* 展示文本

FidelityFX 模糊 1.1

FidelityFX 模糊是一种基于计算、高度优化、单次通道的高斯模糊技术。

要求

HLSL CS_6_0
GLSL version 450

集成指南

C++ SDK 集成

集成 FidelityFX 模糊效果的最简单方法是使用 FFX SDK C++ API。

C++ 示例

// Initialize the FFX backend and blur context (do this once)
size_t scratchBufferSize = ffxGetScratchMemorySize(FFX_BLUR_CONTEXT_COUNT);
void* scratchBuffer = malloc(scratchBufferSize);
FfxInterface backendInterface;
ffxGetInterface(&backendInterface, GetDevice(), scratchBuffer, scratchBufferSize, FFX_BLUR_CONTEXT_COUNT);

FfxBlurContextDescription desc = {};
desc.backendInterface = backendInterface;
desc.floatPrecision   = FFX_BLUR_FLOAT_PRECISION_32BIT;
desc.kernelPermutations = FFX_BLUR_KERNEL_PERMUTATIONS_ALL; // mask to support some Guassian sigma kernels or ALL
desc.kernelSizes = FFX_BLUR_KERNEL_SIZE_ALL; // mask to support some kernel sizes or ALL

FfxBlurContext blurContext;
ffxBlurContextCreate(&blurContext, &desc);

// Execute blur effect (multiple times)

* 练习要求
- a) 判断下列说法是否符合上面的 FidelityFX 模糊说明，逐条答"是"或"否"，并原样引用说明中起决定作用的词句。
(i) FidelityFX 模糊是一种多次通道的技术。
(ii) 要求部分列出了 GLSL version 450。
(iii) 集成 FidelityFX 模糊效果最简单的方法是使用 FFX SDK C++ API。
- b) 把上面 FidelityFX 模糊说明中以"FidelityFX 模糊是一种基于计算"开头的段落改写成列表，保留其主要信息。
- c) 根据上面的 FidelityFX 模糊说明回答下列问题，每题一行。
(i) 要求部分列出的 HLSL 版本是什么？
(ii) 示例代码中 desc.floatPrecision 被设为什么值？
(iii) 示例代码调用哪个函数创建模糊上下文？

* 数据摘录

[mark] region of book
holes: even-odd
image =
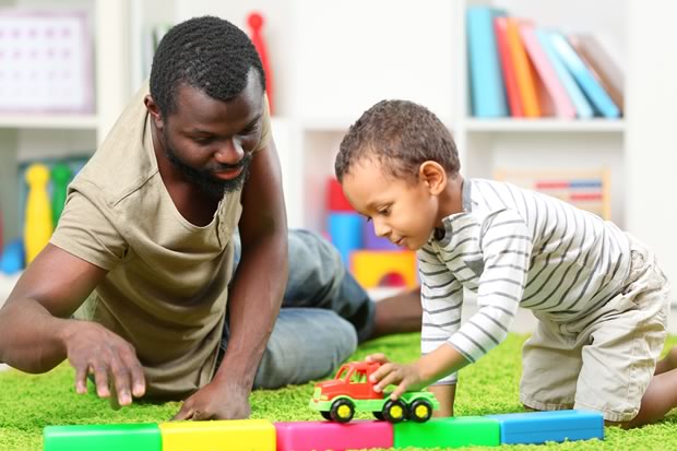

* 参考答案
- a)
(i) 否："单次通道的高斯模糊技术"
(ii) 是："GLSL version 450"
(iii) 是："集成 FidelityFX 模糊效果的最简单方法是使用 FFX SDK C++ API"

- b)
FidelityFX 模糊是一种高斯模糊技术，特点如下：
- 基于计算
- 高度优化
- 单次通道

- c)
(i) CS_6_0
(ii) FFX_BLUR_FLOAT_PRECISION_32BIT
(iii) ffxBlurContextCreate